Despite it’s fame and antiquity
(some 40 years after discovery) very little has been published on the first hairy pterosaur, Sordes pilosus (Sharov 1971). We’ve seen photos of three (Figs. 2, 4, 6) of the eight or nine reported specimens and Sharov’s original illustration of the holotype (Fig. A). Then there’s my own published tracing (Peters 2002) based on photos of the holotype (PIN 2585/3, Fig. 2). Other workers (Elgin et al. 2011, Unwin and Bakhurina 1994, Wellnhofer 1991) have simply lifted or retraced Sharov’s tracing of the bones and membranes, which are a little cartoony at best.
Three years ago,
for the Sordes webpage of reptileevolution.com I took the easy road out and created a chimaera, adding the head of 2585/25 (Figs. 3, 4) to the headless holotype 2585/3 (Figs. 1, 2). That’s not a good practice. In doing so one assumes that each of the contributing specimens is conspecific. That’s almost never true in pterosaurs as work with Rhamphorhynchus, Dorygnathus, Germanodactylus, Pteranodon, and Pterodactylus has already demonstrated.
Today we’ll reconstruct the three specimens (PIN 2585/3, PIN 2585/25 and a third unidentified specimen) that have been published as photos to compare and contrast them.
The holotype PIN 2585/3 (Figure 1). is complete, but lacking a skull.
The PIN 2585/3 holotype is the only Sordes specimen for which bones were identified, which is key to specimens that preserve so much camouflaging soft tissue. The displaced arm bones that dragged the wing membrane back to the hind limbs are shown here.
The second specimen PIN 2585/25 also has a short torso, in this case subequal to the skull. No soft tissue here, but a great view of the skull in lateral view.
The third specimen (no number known so far) has lots of hair, but preserves the skull in ventral view. You can still see the buried side from the inside through the mandibles, so you can still get close on skull reconstruction.
The third specimen has a longer torso, longer than the skull. The shape of the humerus is different. The wing is relatively short. The teeth are smaller. So is the antorbital fenestra.
The third specimen (Fig. 6) includes a fish alongside and lots of hair. The radius and ulna are largely buried beneath the dorsal vertebrae with only the ends exposed.
Putting all the Sordes specimens together (Fig. 7, sorry no scale here as scale bars are unknown for two of the specimens). This form of presentation makes it easier to see the differences and similarities.
Phylogenetic analysis nests all three Sordes specimens very close to the basalmost Dorygnathus, the Donau specimen (Fig. 9). Actually, for one of them, a little too close.
Like the tall third specimen of Sordes, Dorygnathus has a longer torso, but not a larger sternal complex, which remains a small triangle. So, the small sternal complex that characterizes Dorygnathus (easy to distinguish from broad-chested Rhamphorhynchus), originated with Sordes.
Elgin RA, Hone DWE and Frey E 2011. The extent of the pterosaur flight membrane. Acta Palaeonntologica Polonica 56(1): 99-111.
Peters D 2002. A New Model for the Evolution of the Pterosaur Wing – with a twist. Historical Biology 15: 277–301.
Sharov AG 1971. New flying reptiles from the Mesozoic of Kazakhstan and Kirghizia. – Transactions of the Paleontological Institute, Akademia Nauk, USSR, Moscow, 130: 104–113 [in Russian].
Unwin DM and Bakhurina NN 1994. Sordes pilosus and the nature of the pterosaur flight apparatus. Nature 371: 62-64.

···

Assigned task
Print the passage of the Sordes text between "The holotype PIN" and "the antorbital fenestra.", inclusive. Answer using only the Sordes text.

···

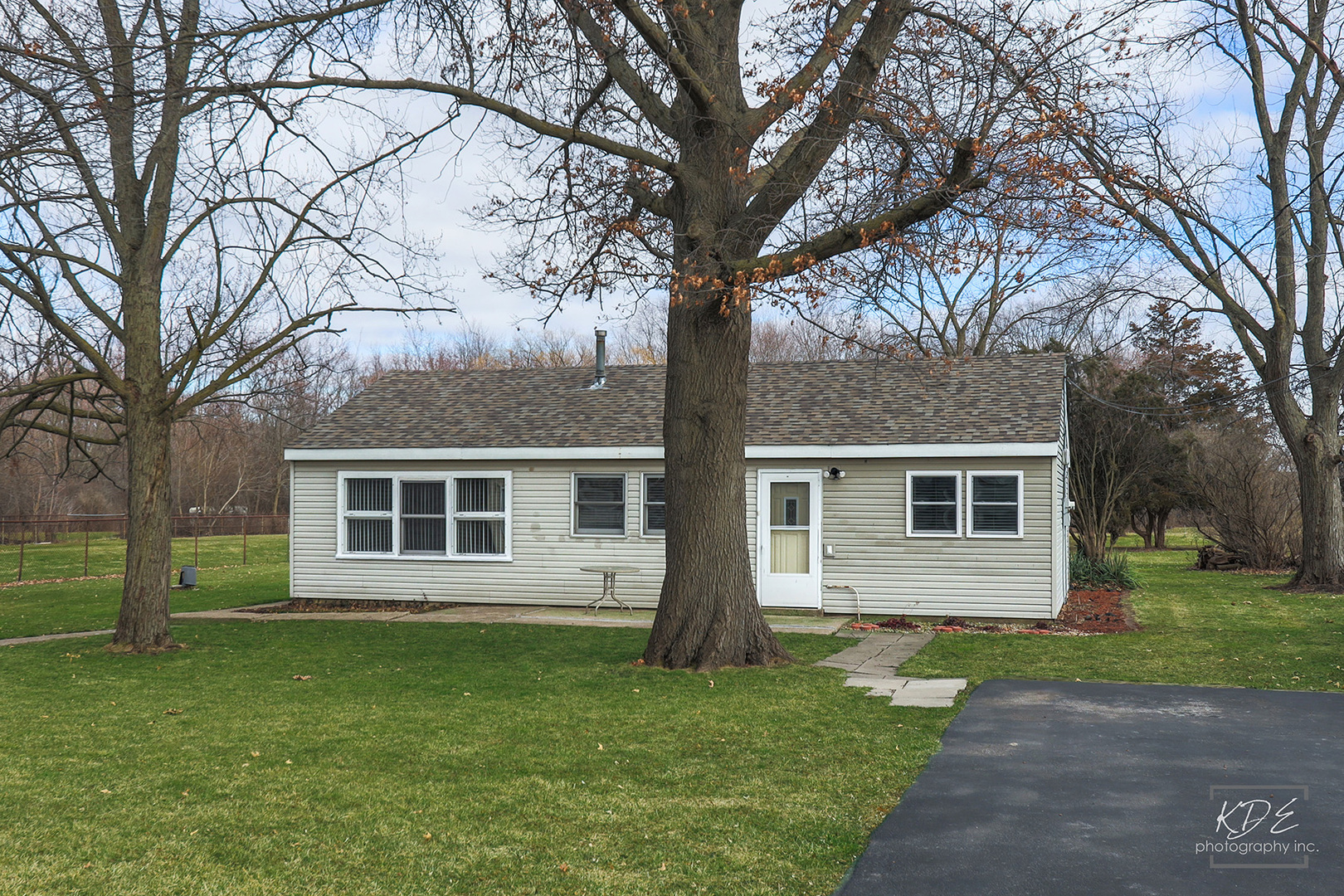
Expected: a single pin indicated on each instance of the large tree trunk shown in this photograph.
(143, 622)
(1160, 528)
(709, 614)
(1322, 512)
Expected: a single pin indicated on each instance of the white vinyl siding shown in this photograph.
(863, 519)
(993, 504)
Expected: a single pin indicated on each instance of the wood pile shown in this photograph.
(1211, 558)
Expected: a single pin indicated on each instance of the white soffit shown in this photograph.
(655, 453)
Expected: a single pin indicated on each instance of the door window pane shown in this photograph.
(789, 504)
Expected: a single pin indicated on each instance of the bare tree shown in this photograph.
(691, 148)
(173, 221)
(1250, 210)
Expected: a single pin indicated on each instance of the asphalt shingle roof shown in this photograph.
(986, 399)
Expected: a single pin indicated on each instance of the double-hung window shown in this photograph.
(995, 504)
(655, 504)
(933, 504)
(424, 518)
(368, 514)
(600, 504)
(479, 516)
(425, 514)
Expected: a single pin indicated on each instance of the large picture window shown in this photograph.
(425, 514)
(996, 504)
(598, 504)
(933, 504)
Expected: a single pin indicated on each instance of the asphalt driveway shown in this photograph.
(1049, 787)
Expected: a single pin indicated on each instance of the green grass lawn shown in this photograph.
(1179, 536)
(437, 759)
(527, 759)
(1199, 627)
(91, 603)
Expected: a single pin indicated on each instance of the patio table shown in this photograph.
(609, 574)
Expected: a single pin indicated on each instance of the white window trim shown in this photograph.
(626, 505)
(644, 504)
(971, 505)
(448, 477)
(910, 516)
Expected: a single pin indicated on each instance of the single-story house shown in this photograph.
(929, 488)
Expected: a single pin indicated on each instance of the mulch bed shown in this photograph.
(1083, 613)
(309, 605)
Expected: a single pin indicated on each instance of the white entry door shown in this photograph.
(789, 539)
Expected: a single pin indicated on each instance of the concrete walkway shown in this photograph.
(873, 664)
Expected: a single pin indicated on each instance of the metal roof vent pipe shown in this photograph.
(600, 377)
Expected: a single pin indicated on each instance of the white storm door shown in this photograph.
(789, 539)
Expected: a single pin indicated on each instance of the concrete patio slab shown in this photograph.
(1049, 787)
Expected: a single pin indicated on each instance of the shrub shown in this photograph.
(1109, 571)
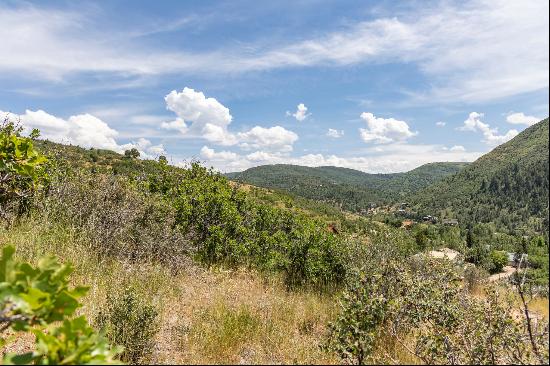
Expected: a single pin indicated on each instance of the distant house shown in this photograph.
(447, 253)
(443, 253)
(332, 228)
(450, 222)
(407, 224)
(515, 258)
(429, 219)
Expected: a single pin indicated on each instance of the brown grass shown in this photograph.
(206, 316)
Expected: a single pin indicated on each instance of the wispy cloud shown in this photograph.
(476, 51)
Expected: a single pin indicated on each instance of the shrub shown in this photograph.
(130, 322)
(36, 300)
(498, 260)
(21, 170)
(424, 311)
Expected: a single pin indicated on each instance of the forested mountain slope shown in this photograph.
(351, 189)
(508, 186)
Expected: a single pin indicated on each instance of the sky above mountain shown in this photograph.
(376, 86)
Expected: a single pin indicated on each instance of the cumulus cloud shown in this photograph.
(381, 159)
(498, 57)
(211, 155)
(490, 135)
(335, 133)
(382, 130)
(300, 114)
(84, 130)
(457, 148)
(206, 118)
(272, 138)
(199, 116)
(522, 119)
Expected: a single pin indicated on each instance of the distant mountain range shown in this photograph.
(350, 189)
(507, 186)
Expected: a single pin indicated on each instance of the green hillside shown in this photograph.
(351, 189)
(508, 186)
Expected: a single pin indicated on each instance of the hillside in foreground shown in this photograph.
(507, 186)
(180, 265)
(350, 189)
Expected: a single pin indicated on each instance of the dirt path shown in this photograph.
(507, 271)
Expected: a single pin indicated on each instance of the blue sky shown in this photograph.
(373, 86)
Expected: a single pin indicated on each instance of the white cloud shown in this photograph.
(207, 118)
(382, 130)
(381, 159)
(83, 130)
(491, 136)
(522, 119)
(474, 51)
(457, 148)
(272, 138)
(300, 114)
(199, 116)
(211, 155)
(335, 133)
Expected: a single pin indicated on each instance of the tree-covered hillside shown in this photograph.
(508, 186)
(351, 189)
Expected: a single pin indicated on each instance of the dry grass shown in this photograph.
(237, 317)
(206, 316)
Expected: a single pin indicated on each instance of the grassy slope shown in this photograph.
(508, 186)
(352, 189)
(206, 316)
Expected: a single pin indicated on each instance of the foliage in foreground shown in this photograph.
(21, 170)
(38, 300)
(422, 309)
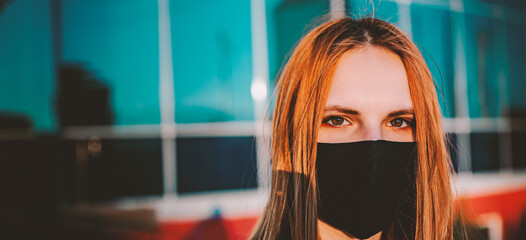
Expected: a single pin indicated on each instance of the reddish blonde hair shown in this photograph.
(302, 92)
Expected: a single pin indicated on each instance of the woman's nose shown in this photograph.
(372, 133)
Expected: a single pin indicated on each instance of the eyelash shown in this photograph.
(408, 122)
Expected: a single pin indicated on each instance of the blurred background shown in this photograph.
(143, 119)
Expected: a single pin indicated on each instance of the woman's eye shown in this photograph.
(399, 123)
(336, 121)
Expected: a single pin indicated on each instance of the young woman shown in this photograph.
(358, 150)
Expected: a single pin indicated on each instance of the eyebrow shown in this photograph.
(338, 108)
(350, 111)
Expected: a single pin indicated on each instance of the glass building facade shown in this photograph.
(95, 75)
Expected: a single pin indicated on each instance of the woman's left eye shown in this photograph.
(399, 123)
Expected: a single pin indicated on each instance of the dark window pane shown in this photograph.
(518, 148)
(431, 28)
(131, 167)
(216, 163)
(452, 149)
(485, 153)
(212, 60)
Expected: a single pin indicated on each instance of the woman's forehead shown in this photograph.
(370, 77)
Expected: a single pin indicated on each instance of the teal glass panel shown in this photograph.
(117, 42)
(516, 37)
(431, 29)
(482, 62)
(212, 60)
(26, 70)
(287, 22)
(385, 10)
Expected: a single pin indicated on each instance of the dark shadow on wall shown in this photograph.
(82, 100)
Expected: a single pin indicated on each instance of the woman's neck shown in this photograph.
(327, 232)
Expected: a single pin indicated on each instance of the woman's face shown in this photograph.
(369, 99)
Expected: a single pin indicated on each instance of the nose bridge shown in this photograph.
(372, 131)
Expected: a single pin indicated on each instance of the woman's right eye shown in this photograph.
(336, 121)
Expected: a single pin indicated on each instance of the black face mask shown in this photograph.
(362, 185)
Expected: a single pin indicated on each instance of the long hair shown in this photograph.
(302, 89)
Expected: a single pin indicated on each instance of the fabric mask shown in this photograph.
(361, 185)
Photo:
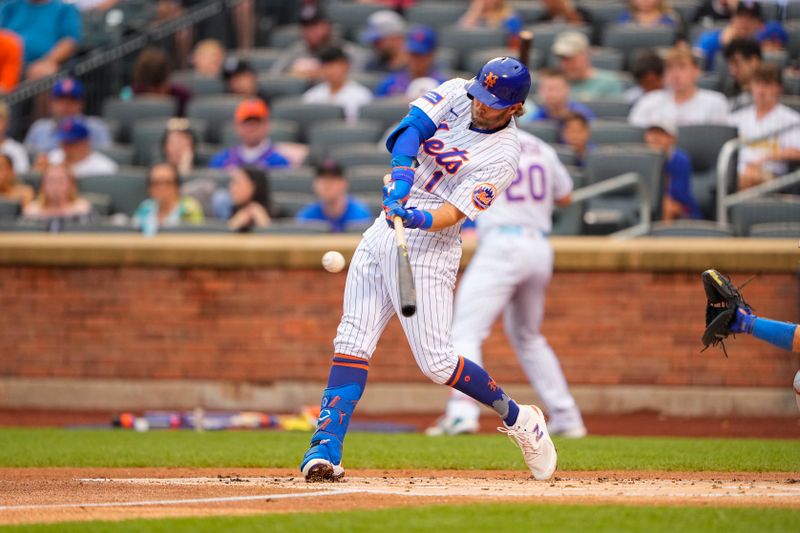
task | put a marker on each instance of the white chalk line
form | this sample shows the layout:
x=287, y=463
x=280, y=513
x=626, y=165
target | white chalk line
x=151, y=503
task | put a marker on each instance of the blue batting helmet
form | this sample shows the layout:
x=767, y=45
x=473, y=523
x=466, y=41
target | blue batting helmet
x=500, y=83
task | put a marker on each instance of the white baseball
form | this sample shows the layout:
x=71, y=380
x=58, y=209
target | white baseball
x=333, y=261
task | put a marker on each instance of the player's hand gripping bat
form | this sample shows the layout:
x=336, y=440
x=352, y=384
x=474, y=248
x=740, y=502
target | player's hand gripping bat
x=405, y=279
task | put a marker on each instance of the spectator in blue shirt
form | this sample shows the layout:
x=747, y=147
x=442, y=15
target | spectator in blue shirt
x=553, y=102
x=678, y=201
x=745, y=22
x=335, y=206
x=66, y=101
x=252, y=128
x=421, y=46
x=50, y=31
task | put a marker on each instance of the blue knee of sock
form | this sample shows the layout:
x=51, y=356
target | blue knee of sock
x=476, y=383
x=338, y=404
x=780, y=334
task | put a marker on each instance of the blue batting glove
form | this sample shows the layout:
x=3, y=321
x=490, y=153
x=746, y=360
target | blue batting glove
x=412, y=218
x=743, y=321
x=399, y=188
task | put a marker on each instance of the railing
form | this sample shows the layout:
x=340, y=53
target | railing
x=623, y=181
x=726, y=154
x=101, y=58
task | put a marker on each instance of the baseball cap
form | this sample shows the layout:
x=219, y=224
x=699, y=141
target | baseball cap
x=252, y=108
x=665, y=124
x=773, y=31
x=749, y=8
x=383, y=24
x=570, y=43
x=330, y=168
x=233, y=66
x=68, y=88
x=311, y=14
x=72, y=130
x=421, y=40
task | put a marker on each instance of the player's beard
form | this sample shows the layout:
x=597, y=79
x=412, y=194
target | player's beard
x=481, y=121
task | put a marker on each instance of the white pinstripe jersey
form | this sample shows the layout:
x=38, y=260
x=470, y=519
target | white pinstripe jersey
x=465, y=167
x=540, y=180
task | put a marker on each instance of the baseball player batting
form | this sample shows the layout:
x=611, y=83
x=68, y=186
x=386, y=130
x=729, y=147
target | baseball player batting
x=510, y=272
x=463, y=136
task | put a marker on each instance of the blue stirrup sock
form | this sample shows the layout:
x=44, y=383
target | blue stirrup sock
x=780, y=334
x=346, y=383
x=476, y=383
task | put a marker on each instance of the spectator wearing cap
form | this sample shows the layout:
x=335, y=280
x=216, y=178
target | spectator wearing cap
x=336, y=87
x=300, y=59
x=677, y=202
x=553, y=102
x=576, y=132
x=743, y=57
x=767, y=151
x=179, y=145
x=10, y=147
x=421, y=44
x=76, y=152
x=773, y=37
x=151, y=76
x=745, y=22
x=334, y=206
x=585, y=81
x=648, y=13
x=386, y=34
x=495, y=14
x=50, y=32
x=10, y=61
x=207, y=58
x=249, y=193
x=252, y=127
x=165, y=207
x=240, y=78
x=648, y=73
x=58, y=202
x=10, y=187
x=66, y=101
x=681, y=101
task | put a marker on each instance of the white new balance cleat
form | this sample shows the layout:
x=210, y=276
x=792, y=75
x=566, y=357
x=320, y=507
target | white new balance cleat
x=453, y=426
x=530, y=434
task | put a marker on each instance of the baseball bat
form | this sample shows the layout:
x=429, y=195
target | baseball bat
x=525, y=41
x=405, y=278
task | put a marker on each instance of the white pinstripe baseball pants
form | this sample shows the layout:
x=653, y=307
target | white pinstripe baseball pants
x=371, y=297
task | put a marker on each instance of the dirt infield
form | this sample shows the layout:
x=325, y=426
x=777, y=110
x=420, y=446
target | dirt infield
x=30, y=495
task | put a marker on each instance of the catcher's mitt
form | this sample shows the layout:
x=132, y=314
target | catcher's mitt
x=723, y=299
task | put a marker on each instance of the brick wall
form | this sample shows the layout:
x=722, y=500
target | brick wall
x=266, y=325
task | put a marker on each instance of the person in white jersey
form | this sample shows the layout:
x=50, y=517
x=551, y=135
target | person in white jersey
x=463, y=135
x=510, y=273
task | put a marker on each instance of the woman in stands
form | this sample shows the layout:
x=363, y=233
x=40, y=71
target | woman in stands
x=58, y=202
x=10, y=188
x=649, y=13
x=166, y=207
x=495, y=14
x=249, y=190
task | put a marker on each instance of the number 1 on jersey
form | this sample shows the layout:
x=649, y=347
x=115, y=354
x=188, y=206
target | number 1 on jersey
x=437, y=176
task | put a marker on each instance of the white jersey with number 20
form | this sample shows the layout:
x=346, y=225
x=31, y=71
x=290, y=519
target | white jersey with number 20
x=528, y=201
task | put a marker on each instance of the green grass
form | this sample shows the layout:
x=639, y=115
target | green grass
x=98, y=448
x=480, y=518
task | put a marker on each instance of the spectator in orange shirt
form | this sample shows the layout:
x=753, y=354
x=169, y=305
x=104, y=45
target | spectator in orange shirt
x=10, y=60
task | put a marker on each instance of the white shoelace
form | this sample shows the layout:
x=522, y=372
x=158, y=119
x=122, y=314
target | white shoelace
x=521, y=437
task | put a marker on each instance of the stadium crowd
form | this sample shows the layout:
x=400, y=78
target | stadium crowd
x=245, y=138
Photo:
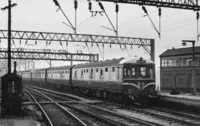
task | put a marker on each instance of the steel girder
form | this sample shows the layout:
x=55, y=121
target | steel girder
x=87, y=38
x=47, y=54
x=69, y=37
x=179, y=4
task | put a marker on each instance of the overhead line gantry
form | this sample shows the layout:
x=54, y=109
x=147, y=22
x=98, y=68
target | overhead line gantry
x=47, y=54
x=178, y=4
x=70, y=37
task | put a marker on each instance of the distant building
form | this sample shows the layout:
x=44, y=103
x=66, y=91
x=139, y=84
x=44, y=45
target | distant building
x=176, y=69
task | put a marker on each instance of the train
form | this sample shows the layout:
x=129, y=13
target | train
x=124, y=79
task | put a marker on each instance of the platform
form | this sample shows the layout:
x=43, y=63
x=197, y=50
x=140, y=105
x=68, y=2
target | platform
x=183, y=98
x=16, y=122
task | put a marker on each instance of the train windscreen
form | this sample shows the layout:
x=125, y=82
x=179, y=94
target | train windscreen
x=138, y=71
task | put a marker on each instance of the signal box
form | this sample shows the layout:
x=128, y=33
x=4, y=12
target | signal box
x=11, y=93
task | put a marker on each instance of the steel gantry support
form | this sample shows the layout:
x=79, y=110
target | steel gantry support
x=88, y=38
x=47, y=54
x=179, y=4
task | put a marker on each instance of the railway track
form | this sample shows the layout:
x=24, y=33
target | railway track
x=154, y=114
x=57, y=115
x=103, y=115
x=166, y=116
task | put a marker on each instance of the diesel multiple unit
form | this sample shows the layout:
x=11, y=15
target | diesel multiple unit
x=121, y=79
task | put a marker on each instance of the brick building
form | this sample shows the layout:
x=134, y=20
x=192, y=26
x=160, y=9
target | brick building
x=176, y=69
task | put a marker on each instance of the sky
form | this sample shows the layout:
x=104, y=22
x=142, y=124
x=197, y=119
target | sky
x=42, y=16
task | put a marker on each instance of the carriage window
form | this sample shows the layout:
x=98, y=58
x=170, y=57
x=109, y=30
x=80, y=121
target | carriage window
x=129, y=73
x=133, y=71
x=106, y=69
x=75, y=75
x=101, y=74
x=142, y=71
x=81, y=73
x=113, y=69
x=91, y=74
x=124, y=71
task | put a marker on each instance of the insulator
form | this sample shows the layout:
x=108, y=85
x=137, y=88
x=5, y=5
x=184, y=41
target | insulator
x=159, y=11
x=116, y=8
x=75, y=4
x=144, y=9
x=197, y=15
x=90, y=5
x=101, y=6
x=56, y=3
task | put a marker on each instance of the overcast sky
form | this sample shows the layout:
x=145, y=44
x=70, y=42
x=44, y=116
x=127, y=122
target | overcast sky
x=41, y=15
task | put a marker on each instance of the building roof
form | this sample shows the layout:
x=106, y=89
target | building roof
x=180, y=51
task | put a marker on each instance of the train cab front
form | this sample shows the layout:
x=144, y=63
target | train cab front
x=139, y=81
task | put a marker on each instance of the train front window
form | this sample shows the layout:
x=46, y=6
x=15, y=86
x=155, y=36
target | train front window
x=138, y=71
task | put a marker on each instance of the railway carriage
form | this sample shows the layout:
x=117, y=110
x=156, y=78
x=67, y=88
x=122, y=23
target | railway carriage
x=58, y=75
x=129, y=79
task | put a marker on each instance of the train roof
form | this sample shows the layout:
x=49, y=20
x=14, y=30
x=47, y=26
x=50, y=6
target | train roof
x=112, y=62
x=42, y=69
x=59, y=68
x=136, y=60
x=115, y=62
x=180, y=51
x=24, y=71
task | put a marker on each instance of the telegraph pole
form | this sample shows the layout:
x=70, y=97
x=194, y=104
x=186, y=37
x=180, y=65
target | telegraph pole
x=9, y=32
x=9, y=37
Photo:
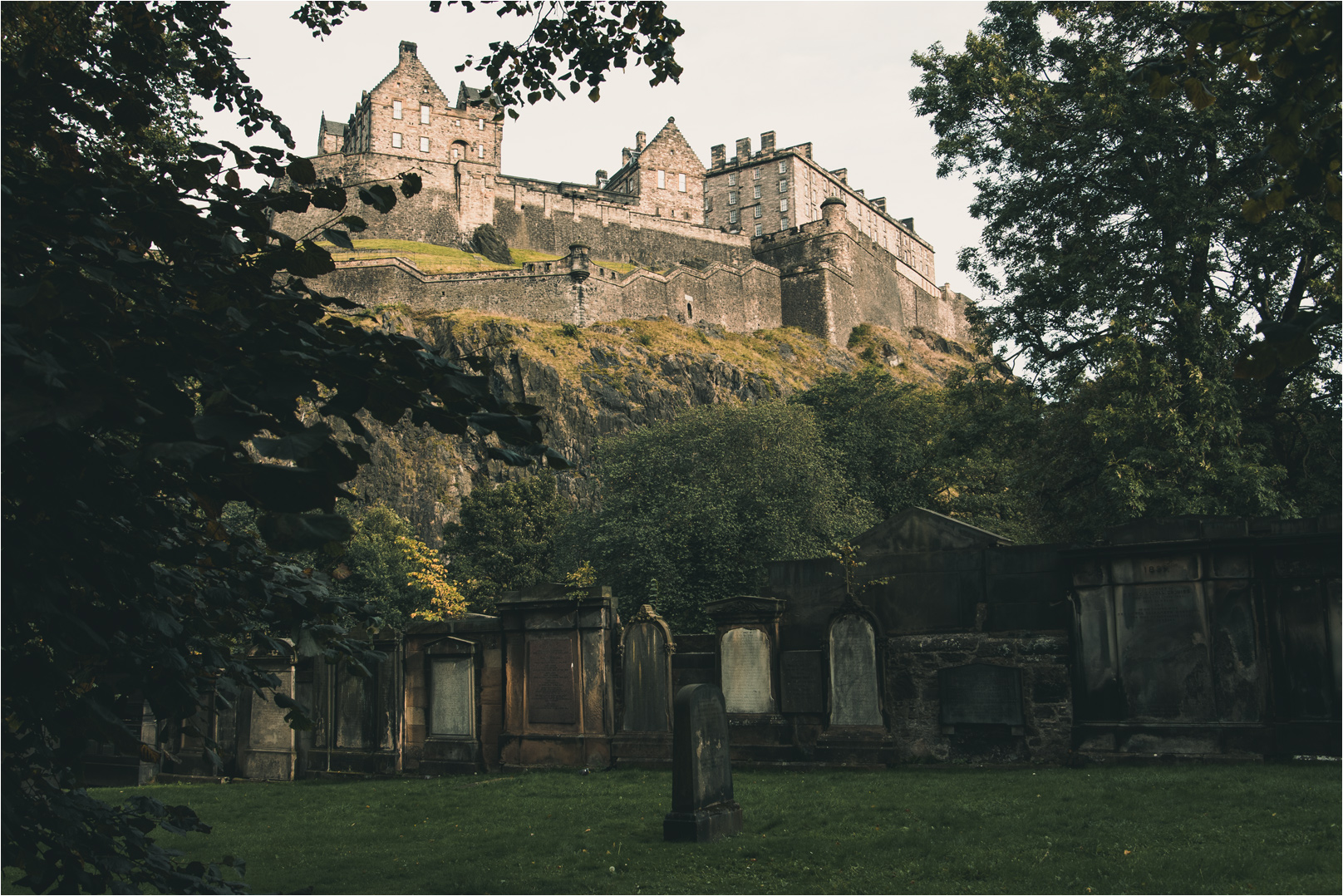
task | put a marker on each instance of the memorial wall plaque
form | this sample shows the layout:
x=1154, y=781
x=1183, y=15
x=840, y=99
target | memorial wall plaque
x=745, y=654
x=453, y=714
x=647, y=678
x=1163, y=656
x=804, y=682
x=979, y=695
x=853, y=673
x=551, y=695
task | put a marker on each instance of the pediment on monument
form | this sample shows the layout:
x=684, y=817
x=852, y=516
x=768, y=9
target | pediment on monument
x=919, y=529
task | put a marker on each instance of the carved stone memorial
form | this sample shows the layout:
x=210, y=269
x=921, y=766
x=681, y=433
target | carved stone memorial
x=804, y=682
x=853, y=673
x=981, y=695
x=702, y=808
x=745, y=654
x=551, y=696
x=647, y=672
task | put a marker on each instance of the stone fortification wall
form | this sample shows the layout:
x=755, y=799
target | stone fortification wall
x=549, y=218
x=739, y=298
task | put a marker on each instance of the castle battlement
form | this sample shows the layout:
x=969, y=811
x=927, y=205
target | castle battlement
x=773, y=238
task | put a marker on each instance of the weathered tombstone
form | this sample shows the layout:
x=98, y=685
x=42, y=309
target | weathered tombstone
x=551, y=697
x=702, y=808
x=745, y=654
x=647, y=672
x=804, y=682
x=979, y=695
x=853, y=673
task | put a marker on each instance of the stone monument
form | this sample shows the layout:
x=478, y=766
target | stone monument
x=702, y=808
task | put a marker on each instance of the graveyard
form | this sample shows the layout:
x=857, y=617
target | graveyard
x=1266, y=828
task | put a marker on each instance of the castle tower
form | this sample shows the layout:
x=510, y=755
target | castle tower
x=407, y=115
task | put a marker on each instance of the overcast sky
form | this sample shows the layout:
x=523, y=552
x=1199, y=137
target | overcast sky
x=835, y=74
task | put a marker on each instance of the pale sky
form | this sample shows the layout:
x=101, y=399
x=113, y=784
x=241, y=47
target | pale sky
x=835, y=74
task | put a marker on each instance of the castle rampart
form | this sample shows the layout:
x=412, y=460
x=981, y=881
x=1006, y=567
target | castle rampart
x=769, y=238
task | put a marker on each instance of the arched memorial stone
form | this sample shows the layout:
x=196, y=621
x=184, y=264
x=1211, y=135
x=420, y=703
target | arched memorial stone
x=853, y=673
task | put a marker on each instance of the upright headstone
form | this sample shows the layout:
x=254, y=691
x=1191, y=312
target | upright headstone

···

Expected answer
The holotype PIN 2585/3 (Figure 1). is complete, but lacking a skull.
The PIN 2585/3 holotype is the only Sordes specimen for which bones were identified, which is key to specimens that preserve so much camouflaging soft tissue. The displaced arm bones that dragged the wing membrane back to the hind limbs are shown here.
The second specimen PIN 2585/25 also has a short torso, in this case subequal to the skull. No soft tissue here, but a great view of the skull in lateral view.
The third specimen (no number known so far) has lots of hair, but preserves the skull in ventral view. You can still see the buried side from the inside through the mandibles, so you can still get close on skull reconstruction.
The third specimen has a longer torso, longer than the skull. The shape of the humerus is different. The wing is relatively short. The teeth are smaller. So is the antorbital fenestra.